— TASK TO CARRY OUT —
Exactly as they appear, copy the lines of the listing from the one containing "For the benchmark, spot each instance of the dirt" through the final line, both included, and nothing else.

— TASK INPUTS —
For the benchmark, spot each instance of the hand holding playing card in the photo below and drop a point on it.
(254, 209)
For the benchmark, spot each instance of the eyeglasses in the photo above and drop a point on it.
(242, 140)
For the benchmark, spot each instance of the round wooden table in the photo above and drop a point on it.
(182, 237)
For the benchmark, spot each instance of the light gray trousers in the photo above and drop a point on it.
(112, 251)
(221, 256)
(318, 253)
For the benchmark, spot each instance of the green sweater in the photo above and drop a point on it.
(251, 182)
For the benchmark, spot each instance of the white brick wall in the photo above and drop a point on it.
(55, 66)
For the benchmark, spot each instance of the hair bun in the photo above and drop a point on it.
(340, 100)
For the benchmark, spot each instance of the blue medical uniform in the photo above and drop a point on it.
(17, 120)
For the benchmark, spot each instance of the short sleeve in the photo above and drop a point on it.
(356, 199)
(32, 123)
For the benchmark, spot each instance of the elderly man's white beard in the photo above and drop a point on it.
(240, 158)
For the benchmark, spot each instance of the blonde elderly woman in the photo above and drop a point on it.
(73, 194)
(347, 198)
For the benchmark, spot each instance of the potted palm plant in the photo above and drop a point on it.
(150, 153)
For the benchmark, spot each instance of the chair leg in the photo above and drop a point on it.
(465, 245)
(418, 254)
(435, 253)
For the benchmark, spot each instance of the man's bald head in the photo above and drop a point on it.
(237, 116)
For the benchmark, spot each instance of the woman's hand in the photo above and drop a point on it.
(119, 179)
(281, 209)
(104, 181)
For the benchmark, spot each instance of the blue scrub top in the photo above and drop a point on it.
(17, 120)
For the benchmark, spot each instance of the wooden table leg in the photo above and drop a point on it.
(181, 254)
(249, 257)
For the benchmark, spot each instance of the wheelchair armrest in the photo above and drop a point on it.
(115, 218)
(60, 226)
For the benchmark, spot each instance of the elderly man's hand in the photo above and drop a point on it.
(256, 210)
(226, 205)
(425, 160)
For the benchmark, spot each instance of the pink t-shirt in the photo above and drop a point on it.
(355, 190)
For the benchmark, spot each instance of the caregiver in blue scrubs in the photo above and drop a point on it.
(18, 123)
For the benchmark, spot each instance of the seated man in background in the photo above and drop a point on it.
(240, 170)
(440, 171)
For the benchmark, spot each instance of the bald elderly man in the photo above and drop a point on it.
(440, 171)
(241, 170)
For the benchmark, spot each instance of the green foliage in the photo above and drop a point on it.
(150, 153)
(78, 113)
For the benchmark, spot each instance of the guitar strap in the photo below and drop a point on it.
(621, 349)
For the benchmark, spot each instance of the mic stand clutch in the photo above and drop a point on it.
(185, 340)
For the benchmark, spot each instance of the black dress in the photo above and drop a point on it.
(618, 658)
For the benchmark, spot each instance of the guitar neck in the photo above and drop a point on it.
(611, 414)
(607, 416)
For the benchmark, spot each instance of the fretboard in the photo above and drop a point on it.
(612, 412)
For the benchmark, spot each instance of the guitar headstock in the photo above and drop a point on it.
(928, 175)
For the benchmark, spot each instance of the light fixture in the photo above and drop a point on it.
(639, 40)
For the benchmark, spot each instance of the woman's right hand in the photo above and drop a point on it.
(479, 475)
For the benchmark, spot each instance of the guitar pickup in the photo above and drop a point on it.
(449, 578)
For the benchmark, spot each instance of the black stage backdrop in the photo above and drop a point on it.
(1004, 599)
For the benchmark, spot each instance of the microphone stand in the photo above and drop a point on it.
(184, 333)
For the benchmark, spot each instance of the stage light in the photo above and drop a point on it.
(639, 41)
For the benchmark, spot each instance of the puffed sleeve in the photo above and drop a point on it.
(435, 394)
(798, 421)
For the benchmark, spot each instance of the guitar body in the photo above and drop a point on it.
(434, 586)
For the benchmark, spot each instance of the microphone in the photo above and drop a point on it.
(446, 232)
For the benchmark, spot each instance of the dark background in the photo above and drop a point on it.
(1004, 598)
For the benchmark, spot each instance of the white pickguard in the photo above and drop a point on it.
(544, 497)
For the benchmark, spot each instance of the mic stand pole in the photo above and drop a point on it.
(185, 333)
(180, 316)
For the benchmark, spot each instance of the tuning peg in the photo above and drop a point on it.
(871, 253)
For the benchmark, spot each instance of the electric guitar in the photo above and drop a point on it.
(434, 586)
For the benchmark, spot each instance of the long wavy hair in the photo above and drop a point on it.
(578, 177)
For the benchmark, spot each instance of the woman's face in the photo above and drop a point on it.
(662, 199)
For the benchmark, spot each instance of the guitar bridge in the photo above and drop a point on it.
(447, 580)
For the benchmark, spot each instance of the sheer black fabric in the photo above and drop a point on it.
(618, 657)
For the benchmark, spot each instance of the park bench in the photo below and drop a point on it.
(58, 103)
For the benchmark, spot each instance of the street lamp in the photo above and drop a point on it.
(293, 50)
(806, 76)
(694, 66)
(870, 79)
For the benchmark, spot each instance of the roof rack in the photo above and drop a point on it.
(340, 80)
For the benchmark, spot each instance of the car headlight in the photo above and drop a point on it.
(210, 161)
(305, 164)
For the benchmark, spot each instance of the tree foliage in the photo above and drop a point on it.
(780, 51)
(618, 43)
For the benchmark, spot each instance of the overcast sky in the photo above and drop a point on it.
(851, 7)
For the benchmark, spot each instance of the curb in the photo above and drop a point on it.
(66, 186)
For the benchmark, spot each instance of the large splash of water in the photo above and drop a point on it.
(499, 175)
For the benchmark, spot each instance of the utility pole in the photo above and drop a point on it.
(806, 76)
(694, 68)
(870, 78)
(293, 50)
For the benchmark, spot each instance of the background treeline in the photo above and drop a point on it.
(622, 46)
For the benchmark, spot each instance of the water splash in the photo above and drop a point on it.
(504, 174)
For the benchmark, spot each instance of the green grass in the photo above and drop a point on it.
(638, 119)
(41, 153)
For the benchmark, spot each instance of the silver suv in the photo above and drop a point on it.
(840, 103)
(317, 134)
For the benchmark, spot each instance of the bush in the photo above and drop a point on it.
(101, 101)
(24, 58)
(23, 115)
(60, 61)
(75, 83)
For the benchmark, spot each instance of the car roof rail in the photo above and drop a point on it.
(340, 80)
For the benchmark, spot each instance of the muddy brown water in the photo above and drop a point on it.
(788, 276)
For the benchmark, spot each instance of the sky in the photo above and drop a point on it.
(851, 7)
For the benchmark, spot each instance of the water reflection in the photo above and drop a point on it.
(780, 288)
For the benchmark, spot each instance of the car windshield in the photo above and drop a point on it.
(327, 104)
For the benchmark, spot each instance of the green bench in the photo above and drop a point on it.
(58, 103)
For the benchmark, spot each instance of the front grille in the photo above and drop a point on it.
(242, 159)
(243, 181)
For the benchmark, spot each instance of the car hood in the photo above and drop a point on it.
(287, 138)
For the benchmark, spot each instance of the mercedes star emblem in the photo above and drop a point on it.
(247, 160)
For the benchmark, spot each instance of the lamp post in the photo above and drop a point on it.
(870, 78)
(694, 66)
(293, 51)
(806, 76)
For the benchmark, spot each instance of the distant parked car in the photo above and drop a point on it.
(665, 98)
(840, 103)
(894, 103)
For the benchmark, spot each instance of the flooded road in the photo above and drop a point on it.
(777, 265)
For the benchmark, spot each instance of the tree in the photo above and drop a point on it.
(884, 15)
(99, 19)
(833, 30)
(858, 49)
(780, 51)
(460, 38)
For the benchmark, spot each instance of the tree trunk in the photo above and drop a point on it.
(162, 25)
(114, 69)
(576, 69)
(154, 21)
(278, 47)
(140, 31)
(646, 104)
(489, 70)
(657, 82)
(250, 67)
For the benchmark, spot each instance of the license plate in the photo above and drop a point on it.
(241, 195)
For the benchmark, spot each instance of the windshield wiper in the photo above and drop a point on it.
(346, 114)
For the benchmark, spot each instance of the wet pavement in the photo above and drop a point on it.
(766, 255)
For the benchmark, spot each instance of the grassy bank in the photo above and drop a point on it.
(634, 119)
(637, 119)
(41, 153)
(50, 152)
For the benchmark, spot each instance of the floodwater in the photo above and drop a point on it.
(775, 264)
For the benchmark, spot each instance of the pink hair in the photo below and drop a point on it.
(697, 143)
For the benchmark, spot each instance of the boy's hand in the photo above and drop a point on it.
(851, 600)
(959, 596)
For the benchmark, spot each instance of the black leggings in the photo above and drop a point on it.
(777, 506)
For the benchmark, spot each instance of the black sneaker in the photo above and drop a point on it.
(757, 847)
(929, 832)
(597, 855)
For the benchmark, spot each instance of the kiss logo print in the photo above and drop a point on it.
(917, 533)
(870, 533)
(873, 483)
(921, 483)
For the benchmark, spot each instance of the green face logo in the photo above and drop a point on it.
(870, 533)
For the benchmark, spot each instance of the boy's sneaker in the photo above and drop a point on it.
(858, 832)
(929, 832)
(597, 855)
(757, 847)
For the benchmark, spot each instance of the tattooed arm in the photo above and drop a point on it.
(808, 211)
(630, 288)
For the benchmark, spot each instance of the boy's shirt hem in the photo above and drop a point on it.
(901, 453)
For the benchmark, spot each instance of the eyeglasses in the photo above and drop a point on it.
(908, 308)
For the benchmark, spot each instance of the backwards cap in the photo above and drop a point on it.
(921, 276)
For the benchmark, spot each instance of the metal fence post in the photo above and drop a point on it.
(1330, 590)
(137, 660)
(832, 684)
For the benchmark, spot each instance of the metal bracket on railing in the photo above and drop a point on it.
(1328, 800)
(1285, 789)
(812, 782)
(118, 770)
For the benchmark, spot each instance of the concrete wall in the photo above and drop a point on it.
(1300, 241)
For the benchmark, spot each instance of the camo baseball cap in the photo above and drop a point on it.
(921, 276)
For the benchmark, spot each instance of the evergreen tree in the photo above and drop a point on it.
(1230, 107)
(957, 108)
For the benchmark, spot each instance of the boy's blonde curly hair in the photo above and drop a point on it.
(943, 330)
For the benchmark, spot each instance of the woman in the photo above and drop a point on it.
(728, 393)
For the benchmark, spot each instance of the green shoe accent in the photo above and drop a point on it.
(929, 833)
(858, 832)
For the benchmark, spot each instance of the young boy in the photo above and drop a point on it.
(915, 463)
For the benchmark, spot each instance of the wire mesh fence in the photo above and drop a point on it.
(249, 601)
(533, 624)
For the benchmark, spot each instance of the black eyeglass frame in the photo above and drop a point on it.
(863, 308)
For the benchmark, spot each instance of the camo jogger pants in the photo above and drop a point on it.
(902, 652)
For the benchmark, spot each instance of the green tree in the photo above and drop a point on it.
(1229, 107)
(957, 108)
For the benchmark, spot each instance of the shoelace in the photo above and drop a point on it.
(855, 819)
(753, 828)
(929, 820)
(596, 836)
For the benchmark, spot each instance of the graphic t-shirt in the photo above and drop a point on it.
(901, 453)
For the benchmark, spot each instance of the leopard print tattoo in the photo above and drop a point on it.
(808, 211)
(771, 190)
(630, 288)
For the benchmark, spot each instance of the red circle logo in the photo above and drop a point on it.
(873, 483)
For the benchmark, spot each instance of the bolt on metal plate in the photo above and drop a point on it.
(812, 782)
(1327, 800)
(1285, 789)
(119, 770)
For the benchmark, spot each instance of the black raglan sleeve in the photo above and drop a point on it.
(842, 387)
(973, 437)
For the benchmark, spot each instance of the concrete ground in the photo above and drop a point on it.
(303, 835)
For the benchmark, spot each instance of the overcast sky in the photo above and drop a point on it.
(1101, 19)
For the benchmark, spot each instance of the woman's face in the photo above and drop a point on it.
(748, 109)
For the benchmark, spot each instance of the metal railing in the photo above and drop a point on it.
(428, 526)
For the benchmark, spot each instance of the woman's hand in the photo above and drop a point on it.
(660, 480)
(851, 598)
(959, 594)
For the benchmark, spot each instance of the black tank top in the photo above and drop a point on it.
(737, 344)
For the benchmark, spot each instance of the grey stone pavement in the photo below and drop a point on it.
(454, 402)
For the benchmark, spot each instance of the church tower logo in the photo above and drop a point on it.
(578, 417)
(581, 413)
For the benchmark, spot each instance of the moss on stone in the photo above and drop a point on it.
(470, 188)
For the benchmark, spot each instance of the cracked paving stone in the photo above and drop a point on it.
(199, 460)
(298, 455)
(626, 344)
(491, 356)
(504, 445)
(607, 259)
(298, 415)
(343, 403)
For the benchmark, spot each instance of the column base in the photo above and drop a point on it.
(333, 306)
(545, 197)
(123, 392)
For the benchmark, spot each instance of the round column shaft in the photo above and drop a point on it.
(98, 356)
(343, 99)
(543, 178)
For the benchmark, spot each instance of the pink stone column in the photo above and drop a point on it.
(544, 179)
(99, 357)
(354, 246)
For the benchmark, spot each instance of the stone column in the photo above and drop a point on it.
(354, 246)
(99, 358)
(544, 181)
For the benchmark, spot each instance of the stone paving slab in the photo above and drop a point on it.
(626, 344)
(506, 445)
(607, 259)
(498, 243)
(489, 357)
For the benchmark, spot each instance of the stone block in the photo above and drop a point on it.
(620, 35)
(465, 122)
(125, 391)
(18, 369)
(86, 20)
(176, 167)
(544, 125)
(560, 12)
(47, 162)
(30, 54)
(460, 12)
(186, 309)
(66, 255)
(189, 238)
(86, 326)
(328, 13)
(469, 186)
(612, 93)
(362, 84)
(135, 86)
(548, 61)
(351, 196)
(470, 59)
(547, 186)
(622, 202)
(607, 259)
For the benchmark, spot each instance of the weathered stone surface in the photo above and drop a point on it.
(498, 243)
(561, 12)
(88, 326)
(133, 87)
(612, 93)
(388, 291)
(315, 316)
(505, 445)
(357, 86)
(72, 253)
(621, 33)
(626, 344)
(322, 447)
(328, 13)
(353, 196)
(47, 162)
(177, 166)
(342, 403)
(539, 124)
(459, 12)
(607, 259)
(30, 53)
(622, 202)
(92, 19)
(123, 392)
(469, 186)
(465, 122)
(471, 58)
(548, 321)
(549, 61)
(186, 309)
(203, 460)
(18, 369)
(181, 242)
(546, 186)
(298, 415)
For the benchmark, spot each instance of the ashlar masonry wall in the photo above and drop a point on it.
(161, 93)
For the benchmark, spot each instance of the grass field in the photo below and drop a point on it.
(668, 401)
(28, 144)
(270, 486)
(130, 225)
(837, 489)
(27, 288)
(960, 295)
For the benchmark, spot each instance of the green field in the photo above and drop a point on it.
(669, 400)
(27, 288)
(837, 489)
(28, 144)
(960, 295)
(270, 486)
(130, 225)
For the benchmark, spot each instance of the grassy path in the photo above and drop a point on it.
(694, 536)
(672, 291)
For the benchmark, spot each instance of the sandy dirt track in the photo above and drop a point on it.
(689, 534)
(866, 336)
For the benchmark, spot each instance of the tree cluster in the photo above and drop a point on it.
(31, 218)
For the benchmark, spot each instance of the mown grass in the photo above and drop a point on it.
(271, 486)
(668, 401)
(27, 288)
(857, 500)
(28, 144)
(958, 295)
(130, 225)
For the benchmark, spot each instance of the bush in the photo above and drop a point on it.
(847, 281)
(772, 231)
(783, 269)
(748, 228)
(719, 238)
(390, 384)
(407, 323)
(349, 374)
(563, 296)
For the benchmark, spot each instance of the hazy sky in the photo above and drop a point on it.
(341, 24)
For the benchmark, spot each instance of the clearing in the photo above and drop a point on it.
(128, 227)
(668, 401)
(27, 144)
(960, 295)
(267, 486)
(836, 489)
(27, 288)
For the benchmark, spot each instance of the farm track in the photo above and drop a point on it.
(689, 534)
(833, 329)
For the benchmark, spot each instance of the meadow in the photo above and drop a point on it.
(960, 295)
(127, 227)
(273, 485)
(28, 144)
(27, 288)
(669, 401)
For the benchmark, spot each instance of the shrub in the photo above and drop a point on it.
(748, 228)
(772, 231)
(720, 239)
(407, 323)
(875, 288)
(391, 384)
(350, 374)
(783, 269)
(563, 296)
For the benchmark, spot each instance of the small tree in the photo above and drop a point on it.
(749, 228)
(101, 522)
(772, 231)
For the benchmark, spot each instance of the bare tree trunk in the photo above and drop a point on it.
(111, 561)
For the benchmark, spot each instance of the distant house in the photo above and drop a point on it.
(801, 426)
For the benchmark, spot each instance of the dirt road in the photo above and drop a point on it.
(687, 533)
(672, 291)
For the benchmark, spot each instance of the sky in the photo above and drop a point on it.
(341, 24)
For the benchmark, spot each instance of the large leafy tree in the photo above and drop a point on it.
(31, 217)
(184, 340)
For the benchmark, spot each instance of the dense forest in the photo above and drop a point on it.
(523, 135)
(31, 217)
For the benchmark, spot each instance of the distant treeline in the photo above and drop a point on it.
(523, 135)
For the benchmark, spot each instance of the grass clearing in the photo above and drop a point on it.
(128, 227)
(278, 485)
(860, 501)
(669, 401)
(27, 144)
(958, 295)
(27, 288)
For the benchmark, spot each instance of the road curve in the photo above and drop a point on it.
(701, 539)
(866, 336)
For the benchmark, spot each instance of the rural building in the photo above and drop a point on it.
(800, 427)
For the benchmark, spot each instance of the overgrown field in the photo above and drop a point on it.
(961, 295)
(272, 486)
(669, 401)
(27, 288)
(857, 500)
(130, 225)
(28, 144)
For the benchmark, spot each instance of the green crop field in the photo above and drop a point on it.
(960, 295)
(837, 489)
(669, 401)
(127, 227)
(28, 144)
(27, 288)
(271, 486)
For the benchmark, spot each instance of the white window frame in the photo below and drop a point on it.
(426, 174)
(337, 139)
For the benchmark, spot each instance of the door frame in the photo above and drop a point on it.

— EXERCISE RESULT —
For the benchmark, spot each instance of the dirt road in the photo above and drop a point on it.
(687, 533)
(672, 291)
For the benchmark, spot each instance of the sky in the photo above and drop a point on it.
(341, 24)
For the benchmark, spot each instance of the large leafy tree in the photo above and drop a point on it.
(31, 217)
(184, 340)
For the benchmark, spot each instance of the dense forest in the photo above and drop a point on it.
(523, 135)
(31, 217)
For the benchmark, spot each instance of the distant treeline in the photo above and drop a point on it.
(523, 135)
For the benchmark, spot each instance of the grass clearing in the photo above and drop a point on it.
(128, 227)
(278, 485)
(860, 501)
(669, 401)
(27, 144)
(958, 295)
(27, 288)
For the benchmark, spot each instance of the road curve in the photo above and drop a point on it.
(701, 539)
(866, 336)
For the benchmark, spot each instance of the rural building in the photo above and drop a point on it.
(800, 427)
For the benchmark, spot each instance of the overgrown field in the photo above and drop a point on it.
(961, 295)
(272, 486)
(669, 401)
(27, 288)
(857, 500)
(130, 225)
(28, 144)
For the benchmark, spot each instance of the green crop field in the photo above and drop a point on it.
(960, 295)
(837, 489)
(669, 401)
(127, 227)
(28, 144)
(27, 288)
(271, 486)
For the benchmark, spot each instance of the white window frame in the photo below and drop a point on it.
(426, 174)
(337, 139)
For the benchmark, spot each instance of the door frame in the photo above and drop a point on it.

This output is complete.